GOAL
Reproduce each of the entries below word for word, changing nothing.

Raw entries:

——

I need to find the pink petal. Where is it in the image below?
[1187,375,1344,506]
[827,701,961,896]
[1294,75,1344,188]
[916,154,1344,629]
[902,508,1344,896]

——

WRITTEN SOLUTION
I need to find the pink petal. Where is it in the image below?
[1187,375,1344,506]
[827,701,961,896]
[1294,75,1344,188]
[916,154,1344,629]
[902,508,1344,896]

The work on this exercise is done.